:: Short task 1 ::
In the article about WhyHigh below, what was Jim Emling's first job at Zywave?
:: Short task 2 ::
Translate this sentence from the WhyHigh article below into French: "Zywave Inc. found success helping insurance brokers make their services stand out."
:: Short task 3 ::
Return the part of the WhyHigh article below starting with "Jim Emling, who" and going on through "meets Angie's List.".
# Document segment start
WhyHigh brings social media, consumer referrals together

Zywave Inc. found success helping insurance brokers make their services stand out. Now the Milwaukee company's former president is setting out to do the same for other industries.

Jim Emling, who worked his way up from a job as Zywave's first programmer, co-founded WhyHigh Technology LLC a year ago with the idea that as varied as plumbers and financial planners need as much help distinguishing themselves as insurance brokers do.

"They suffer from the same problem," Emling said. "They want to showcase how they're different, but the world wants to commoditize them."

They all fight against what Emling calls the "Uber" phenomenon, referring to the San Francisco car service that relies on to connect customers with rides. Uber is giving traditional taxi companies a run for their money.

Models like Uber create a "downward pressure" on service providers, Emling said. So he has developed what he says can serve as a software solution of their own.

WhyHigh, Emling says, is the world's first social, referral-driven marketplace. Think Facebook meets Angie's List.
# Document segment end
# Material start
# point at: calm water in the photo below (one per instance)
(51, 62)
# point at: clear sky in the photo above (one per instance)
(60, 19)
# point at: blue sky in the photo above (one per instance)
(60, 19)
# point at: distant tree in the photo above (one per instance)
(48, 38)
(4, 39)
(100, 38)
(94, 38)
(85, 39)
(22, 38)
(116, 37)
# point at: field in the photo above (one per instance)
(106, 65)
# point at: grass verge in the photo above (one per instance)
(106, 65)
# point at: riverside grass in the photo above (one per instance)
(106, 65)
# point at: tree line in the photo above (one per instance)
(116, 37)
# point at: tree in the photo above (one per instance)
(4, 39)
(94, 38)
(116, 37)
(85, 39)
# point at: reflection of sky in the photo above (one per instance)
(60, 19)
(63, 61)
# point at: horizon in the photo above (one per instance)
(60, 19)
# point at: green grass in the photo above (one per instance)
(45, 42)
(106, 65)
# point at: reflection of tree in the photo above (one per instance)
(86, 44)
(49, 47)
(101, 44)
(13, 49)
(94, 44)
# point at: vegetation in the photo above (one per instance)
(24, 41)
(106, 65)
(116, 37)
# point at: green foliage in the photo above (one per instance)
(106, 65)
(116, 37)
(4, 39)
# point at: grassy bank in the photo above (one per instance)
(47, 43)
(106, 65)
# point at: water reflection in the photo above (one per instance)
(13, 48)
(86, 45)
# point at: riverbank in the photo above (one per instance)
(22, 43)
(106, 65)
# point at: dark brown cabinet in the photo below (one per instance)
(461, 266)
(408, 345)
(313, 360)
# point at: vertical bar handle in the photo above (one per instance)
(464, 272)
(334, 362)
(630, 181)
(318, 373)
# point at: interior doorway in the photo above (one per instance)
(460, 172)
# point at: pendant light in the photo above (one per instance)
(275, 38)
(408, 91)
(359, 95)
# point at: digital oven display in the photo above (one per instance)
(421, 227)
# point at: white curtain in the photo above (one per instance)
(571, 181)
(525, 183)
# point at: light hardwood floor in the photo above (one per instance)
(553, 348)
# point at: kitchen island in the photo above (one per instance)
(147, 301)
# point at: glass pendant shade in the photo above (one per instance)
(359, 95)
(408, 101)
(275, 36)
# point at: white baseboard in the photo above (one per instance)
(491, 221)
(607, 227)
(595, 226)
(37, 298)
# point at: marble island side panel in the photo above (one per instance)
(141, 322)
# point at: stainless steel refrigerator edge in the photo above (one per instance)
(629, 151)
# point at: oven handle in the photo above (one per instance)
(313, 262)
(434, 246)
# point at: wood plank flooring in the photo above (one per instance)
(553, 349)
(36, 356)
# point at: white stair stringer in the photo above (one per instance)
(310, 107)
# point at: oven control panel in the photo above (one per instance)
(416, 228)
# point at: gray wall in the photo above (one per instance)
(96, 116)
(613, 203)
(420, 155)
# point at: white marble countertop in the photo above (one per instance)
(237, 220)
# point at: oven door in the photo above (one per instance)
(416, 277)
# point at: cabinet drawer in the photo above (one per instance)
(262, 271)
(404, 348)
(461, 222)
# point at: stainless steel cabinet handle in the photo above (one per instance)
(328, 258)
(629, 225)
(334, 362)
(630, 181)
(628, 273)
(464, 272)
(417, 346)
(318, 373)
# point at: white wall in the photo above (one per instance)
# Material end
:: Expected output 1 ::
He was Zywave's first programmer.

:: Expected output 2 ::
Zywave Inc. a réussi en aidant les courtiers en assurance à faire ressortir leurs services.

:: Expected output 3 ::
Jim Emling, who worked his way up from a job as Zywave's first programmer, co-founded WhyHigh Technology LLC a year ago with the idea that as varied as plumbers and financial planners need as much help distinguishing themselves as insurance brokers do.

"They suffer from the same problem," Emling said. "They want to showcase how they're different, but the world wants to commoditize them."

They all fight against what Emling calls the "Uber" phenomenon, referring to the San Francisco car service that relies on to connect customers with rides. Uber is giving traditional taxi companies a run for their money.

Models like Uber create a "downward pressure" on service providers, Emling said. So he has developed what he says can serve as a software solution of their own.

WhyHigh, Emling says, is the world's first social, referral-driven marketplace. Think Facebook meets Angie's List.